Schreibe die Einträge von der Zeile mit „closet opening | locate“ bis zum Ende der Einträge vollständig neu ab und verschiebe dabei jede Koordinate der angegebenen Lösungen um 16. Die Formatmuster bleiben unverändert.

Gespeicherte Einträge:
────────

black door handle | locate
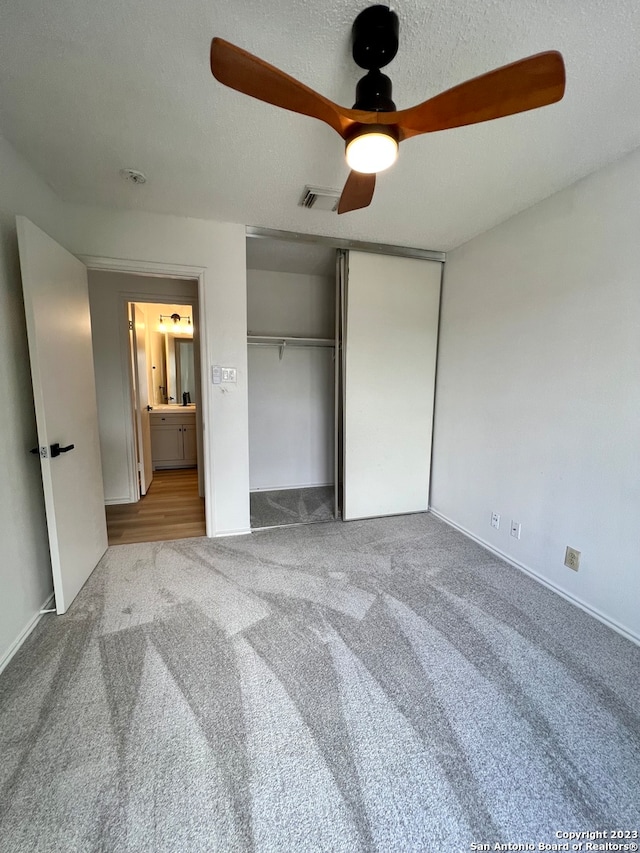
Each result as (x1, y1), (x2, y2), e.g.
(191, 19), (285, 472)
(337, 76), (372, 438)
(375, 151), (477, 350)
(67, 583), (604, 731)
(51, 442), (75, 459)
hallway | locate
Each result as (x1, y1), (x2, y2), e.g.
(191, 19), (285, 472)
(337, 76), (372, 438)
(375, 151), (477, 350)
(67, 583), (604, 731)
(106, 468), (205, 545)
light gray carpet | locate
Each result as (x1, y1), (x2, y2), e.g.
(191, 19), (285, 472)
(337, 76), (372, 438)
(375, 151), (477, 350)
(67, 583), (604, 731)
(249, 486), (334, 530)
(0, 515), (640, 853)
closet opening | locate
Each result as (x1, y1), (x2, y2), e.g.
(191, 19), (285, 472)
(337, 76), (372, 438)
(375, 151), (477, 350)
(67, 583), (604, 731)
(247, 237), (340, 530)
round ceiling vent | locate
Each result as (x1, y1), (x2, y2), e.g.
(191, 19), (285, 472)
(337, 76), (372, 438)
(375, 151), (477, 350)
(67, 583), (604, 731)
(120, 169), (147, 184)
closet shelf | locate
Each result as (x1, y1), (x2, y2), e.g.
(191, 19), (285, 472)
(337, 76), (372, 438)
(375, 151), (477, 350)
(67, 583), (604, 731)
(247, 335), (336, 347)
(247, 335), (336, 360)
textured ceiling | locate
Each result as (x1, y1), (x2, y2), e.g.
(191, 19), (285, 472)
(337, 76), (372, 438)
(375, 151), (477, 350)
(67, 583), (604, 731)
(0, 0), (640, 250)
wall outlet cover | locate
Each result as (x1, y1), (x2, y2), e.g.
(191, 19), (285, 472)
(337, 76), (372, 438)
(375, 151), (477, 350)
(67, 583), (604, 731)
(564, 545), (580, 572)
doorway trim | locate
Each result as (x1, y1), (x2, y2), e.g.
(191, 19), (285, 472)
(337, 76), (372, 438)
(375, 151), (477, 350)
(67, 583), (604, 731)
(78, 255), (215, 538)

────────

Vollständige Lösung:
closet opening | locate
Each result as (x1, y1), (x2, y2), e.g.
(191, 19), (285, 472)
(337, 76), (372, 438)
(375, 151), (477, 350)
(67, 583), (604, 731)
(263, 253), (356, 546)
round ceiling vent | locate
Each result as (x1, y1), (x2, y2), e.g.
(191, 19), (285, 472)
(337, 76), (372, 438)
(375, 151), (477, 350)
(67, 583), (604, 731)
(136, 185), (163, 200)
closet shelf | locate
Each result as (x1, y1), (x2, y2), e.g.
(191, 19), (285, 472)
(337, 76), (372, 438)
(375, 151), (477, 350)
(67, 583), (604, 731)
(263, 351), (352, 363)
(263, 351), (352, 376)
textured ceiling | locate
Each result as (x1, y1), (x2, y2), e.g.
(191, 19), (285, 472)
(337, 76), (372, 438)
(375, 151), (477, 350)
(67, 583), (604, 731)
(16, 16), (656, 266)
wall outlet cover | locate
Each result as (x1, y1), (x2, y2), e.g.
(191, 19), (285, 472)
(337, 76), (372, 438)
(375, 151), (477, 350)
(67, 583), (604, 731)
(580, 561), (596, 588)
doorway trim | locate
Each result as (x1, y1), (x2, y2), e.g.
(191, 19), (285, 472)
(337, 76), (372, 438)
(375, 151), (477, 350)
(67, 583), (604, 731)
(94, 271), (231, 554)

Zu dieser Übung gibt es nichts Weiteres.